▶ _Information shown_

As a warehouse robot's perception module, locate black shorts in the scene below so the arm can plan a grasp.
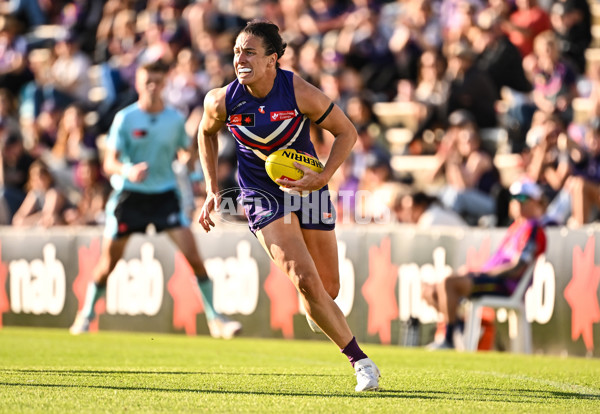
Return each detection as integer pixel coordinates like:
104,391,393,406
468,273,511,298
105,189,186,238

▶ _What is expected_
Nothing may be altered when you restate the records, but every picture must be dropped.

▶ _Result of the exercise_
As a warehouse robot's perception module, locate black shorts in the scene below so the arm can plan a grasp.
Return each detection as integer pixel coordinates like:
104,391,393,406
468,273,511,298
105,189,186,238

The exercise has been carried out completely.